■ Task ■
Quote the data below in full, please, without altering anything.

■ Input for this task ■
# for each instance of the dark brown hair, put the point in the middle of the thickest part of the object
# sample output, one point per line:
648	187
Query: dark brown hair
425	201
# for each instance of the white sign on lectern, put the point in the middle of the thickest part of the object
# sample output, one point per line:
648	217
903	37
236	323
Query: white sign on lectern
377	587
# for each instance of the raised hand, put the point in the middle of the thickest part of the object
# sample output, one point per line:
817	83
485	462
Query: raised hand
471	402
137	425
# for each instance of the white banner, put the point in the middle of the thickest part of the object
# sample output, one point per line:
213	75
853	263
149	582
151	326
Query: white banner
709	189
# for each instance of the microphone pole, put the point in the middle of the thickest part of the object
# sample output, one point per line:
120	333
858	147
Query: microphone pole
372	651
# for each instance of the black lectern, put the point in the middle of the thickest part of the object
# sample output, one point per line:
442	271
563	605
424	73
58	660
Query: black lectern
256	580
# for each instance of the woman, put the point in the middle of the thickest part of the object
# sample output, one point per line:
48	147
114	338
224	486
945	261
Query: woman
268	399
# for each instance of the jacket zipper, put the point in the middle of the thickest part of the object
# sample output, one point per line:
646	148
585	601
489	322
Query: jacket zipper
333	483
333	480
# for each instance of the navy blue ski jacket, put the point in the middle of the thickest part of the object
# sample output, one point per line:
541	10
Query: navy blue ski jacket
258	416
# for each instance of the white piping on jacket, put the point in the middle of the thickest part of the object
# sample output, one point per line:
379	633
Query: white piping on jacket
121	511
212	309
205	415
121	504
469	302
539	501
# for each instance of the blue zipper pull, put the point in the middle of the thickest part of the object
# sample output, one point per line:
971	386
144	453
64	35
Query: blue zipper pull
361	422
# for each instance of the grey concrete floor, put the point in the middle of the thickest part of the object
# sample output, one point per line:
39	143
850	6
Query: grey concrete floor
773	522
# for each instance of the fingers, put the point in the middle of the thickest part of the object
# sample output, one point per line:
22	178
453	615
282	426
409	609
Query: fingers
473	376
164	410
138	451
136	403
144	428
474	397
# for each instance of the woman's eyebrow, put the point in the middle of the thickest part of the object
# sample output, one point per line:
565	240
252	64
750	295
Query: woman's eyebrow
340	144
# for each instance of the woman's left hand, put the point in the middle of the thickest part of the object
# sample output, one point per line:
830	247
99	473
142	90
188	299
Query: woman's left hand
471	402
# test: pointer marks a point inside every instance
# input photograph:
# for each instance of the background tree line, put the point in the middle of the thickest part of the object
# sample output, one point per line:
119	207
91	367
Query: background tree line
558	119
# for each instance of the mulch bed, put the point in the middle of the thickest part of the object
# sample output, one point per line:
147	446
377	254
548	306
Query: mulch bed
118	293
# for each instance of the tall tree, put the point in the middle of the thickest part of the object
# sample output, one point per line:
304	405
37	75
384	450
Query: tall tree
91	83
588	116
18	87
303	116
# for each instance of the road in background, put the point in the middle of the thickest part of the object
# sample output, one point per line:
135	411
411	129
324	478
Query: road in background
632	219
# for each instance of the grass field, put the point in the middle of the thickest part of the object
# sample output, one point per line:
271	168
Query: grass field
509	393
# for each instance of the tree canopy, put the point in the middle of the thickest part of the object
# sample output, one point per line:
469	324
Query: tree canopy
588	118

■ Solution ■
# for each instance of the dark brown hair, put the point in the middle of the thickest part of the object
# sample output, one point per line:
648	187
Query: dark brown hair
425	201
# for each instance of the white sign on lectern, put the point in the middle of the thickest part of the object
# sample output, one point per line:
648	217
903	37
236	323
Query: white sign on lectern
377	587
# for each instance of the raised hand, put the point in the middle of the thickest part of the object
# sample output, one point per line:
817	83
485	462
Query: raised hand
471	402
137	425
# for each instance of the white banner, put the point in the middle of the thickest part of the object
# sample output, one point per line:
213	75
853	263
149	582
151	326
Query: white banner
709	189
# for each instance of the microphone pole, put the point in the middle of the thickest part of the object
# sample output, one point per line:
120	333
858	147
Query: microphone pole
372	651
# for each instance of the black lectern, put the point in the middle of the thickest part of the object
# sample output, one point per line:
442	271
563	605
424	73
58	660
Query: black lectern
256	580
# for each instance of the woman, put the point in the middle of the thickest part of the object
# sample output, one point per line:
48	147
114	338
224	486
945	261
Query: woman
268	399
# for each instance of the jacket zipper, put the point in the middle of the thickest part of the object
# sample output, one point per line:
646	148
585	601
489	322
Query: jacket zipper
333	483
333	480
# for each instance of the navy blue ski jacket, put the point in the middle of the thickest part of the object
# sample output, one point per line:
541	10
Query: navy blue ski jacket
258	416
# for each instance of the white piping on jacket, put the point in the middle of the thickest part of the object
# sample output, one point per line:
379	633
Query: white piping on jacket
121	511
212	309
205	415
121	504
469	302
539	501
# for each instance of the blue zipper pull, put the point in the middle of the thickest part of the object
# sample output, one point per line:
971	386
144	453
64	35
Query: blue zipper pull
361	422
# for each instance of the grey concrete floor, put the point in the middle of the thickest part of the object
# sample output, one point per line:
39	143
850	6
Query: grey concrete floor
773	522
# for each instance of the fingers, put the point in the middle of the thickest part of the object
# sample output, one point per line:
22	178
453	615
282	426
409	609
Query: fingers
473	376
164	410
138	451
136	403
144	428
474	397
# for each instance of the woman's eyebrow, put the point in the middle of the thickest part of the object
# sample output, one point per line:
565	240
252	64
750	295
Query: woman's eyebrow
340	144
# for each instance of the woman's left hand, put the point in the middle of the thickest part of the object
# sample output, one point per line:
830	247
99	473
142	90
188	299
Query: woman's left hand
471	402
# test: pointer marks a point inside every instance
# input photograph:
# for each instance of the background tree line, put the point in the middle of the thickest part of the object
# sample output, one point per line:
119	207
91	367
Query: background tree line
558	119
# for each instance of the mulch bed, put the point in the middle of the thickest part of the object
# sample output, one point per line:
147	446
377	254
548	306
Query: mulch bed
118	293
# for each instance of the tall tree, put the point in the middle of the thickest part of the object
# sample output, one point per line:
304	405
37	75
384	450
Query: tall tree
91	83
588	116
18	87
303	116
# for each instance of the road in background, put the point in the middle of the thickest part of the object
# sample output, one point per line:
135	411
411	129
324	478
Query: road in background
632	219
# for each instance of the grass field, put the point in the middle of the thickest part of the object
# sample output, one point per line:
271	168
Query: grass field
509	393
# for each instance of the tree canopy, put the point in the middle of the thickest part of the object
# sample output, one point per line:
469	324
Query: tree canopy
588	118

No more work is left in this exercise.